## Tugas Diberikan 1:
Tulis ulang semua baris catatan di bawah, mulai dari baris yang memuat "Guideline: one keypoint for each instance of the hedge" sampai akhir catatan, dan tambahkan -76 pada setiap angka koordinat jawaban.

1. Pendahuluan
1.1 Latar Belakang
Pada era digitalisasi saat ini, sistem informasi geografis (SIG) berperan penting dalam menganalisis berbagai permasalahan. Salah satunya adalah masalah ekonomi dan ketenagakerjaan seperti menentukan potensi wilayah penyerapan tenaga kerja. Kebutuhan ketenagakerjaan yang dinamis memerlukan pemantauan akurat untuk menggambarkan produktivitas dan kontribusinya terhadap pendapatan nasional. Penyerapan tenaga kerja adalah keseimbangan antara permintaan dan penawaran tenaga kerja yang menentukan upah dan jumlah tenaga kerja optimal (Bellante & Jackson, 1983).
Kota Tasikmalaya terdiri dari 10 kecamatan, setiap kecamatan memiliki karakteristik sektor ekonomi berbeda. Berdasarkan data Produk Domestik Regional Bruto (PDRB) 2024, sektor utama adalah perdagangan besar dan eceran, diikuti konstruksi, dan industri pengolahan, yang menjadi indikator potensi serapan tenaga kerja. Meningkatnya jumlah penduduk sejalan dengan naiknya angkatan kerja, tapi ketersediaan lapangan kerja yang tidak seimbang dapat memicu pengangguran (Lahama et al., 2018). Tingkat partisipasi angkatan kerja di Kota Tasikmalaya mencapai 68,92% (BPS, 2025). Namun, dari total penduduk usia kerja di Kota Tasikmalaya, 2.619 orang masih mencari pekerjaan dan hanya 1.067 orang yang telah bekerja menurut data yang terdaftar di BPS. Kondisi ini menunjukkan adanya mismatch kualifikasi dan ketimpangan distribusi kesempatan kerja antar wilayah.
Analisis spasial potensi serapan tenaga kerja ini bertujuan memetakan hubungan karakteristik wilayah seperti kepadatan penduduk, aksesibilitas lokasi industri, kepadatan titik lokasi industri, jumlah pencari kerja, lowongan, penduduk usia produktif, serta penduduk lulus SMA/SMK - S3. Hasilnya diharapkan menjadi dasar perencanaan wilayah, pengembangan kawasan industri/UMKM, sehingga dapat menarik investasi, membuka lapangan kerja baru, dan memberi rekomendasi kebijakan prioritas pengembangan ekonomi dan ketenagakerjaan di Kota Tasikmalaya.

## Catatan anotasi koordinat:
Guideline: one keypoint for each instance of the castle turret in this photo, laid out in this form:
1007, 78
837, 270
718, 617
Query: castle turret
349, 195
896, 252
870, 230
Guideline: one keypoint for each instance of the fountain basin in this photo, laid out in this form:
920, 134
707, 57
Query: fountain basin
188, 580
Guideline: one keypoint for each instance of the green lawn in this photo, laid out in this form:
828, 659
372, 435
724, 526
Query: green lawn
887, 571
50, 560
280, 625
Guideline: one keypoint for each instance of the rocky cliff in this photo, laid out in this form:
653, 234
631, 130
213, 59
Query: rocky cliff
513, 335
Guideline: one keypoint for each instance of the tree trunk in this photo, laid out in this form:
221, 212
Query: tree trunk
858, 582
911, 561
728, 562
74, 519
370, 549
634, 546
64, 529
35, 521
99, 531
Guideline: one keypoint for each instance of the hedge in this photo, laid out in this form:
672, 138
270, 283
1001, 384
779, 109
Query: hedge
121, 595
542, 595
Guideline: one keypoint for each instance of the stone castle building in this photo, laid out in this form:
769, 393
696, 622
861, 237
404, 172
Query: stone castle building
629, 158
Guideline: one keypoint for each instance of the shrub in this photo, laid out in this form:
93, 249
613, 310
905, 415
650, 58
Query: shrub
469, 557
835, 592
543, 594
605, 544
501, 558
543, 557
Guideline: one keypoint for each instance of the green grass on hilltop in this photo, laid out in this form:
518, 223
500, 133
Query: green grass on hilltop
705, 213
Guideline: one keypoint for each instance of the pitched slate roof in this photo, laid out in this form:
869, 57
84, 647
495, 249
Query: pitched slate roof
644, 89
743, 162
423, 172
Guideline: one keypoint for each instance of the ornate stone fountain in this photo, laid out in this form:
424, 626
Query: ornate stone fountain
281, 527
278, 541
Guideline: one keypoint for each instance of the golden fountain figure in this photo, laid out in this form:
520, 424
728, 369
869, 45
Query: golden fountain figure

## Tugas Diberikan 2:
Lanjutkan kutipan tentang penyerapan tenaga kerja di Kota Tasikmalaya di atas, mulai setelah kalimat terakhirnya.

## Jawaban Tugas 1:
Guideline: one keypoint for each instance of the hedge in this photo, laid out in this form:
672, 138
270, 283
1001, 384
779, 109
Query: hedge
45, 519
466, 519
Guideline: one keypoint for each instance of the stone castle building in this photo, laid out in this form:
769, 393
696, 622
861, 237
404, 172
Query: stone castle building
553, 82
Guideline: one keypoint for each instance of the shrub in this photo, laid out in this form:
93, 249
613, 310
905, 415
650, 58
Query: shrub
393, 481
759, 516
467, 518
529, 468
425, 482
467, 481
Guideline: one keypoint for each instance of the green grass on hilltop in this photo, laid out in this form:
518, 223
500, 133
Query: green grass on hilltop
629, 137
Guideline: one keypoint for each instance of the pitched slate roof in this photo, laid out in this form:
869, 57
84, 647
495, 249
Query: pitched slate roof
568, 13
667, 86
347, 96
Guideline: one keypoint for each instance of the ornate stone fountain in this photo, laid out in this form:
424, 626
Query: ornate stone fountain
205, 451
202, 465
Guideline: one keypoint for each instance of the golden fountain figure in this photo, laid out in this form:
520, 424
728, 369
869, 45
Query: golden fountain figure

## Jawaban Tugas 2:
1.2 Tujuan
-
1.Menganalisis sebaran wilayah potensi penyerapan kerja dengan hubungan karakteristik wilayah seperti kepadatan penduduk, aksesibilitas lokasi industri, kepadatan titik lokasi industri, jumlah pencari kerja, lowongan pekerjaan, penduduk usia produktif, serta penduduk lulus SMA/SMK - S3 yang berpotensi untuk menyerap tenaga kerja di Kota Tasikmalaya.
-
2.Menyusun peta tematik yang menggambarkan wilayah-wilayah kecamatan yang potensial dalam penyerapan tenaga kerja sebagai bahan pertimbangan perencanaan pembangunan daerah dan pengembangan ekonomi lokal.
2. Metode Penelitian
2.1 Lokasi Penelitian

Gambar 1. Kota Tasikmalaya (Sumber: RBI Tahun 2023)
Kota Tasikmalaya terdiri dari 10 kecamatan dengan total luas wilayah 183,1 km². Menurut BPS (2025) jumlah penduduk Kota Tasikmalaya pada tahun 2024 adalah 770.839 jiwa dengan jumlah angkatan kerja adalah 395.357 jiwa, sementara jumlah pengangguran di Kota Tasikmalaya sendiri mencapai 25.644 jiwa jika dilihat dari kegiatan seminggu terakhir pendataan pada tahun 2024. Data tersebut menunjukkan bahwa masih ada gap dari segi kependudukan dan ketenagakerjaan di Kota Tasikmalaya sehingga memerlukan analisis lebih lanjut terkait gap tersebut. Analisis dalam studi kasus ini akan dilakukan dengan mengkombinasikan data statis dan spasial sehingga besar harapan dapat dijadikan acuan dalam pembangunan dan pengembangan ekonomi wilayah.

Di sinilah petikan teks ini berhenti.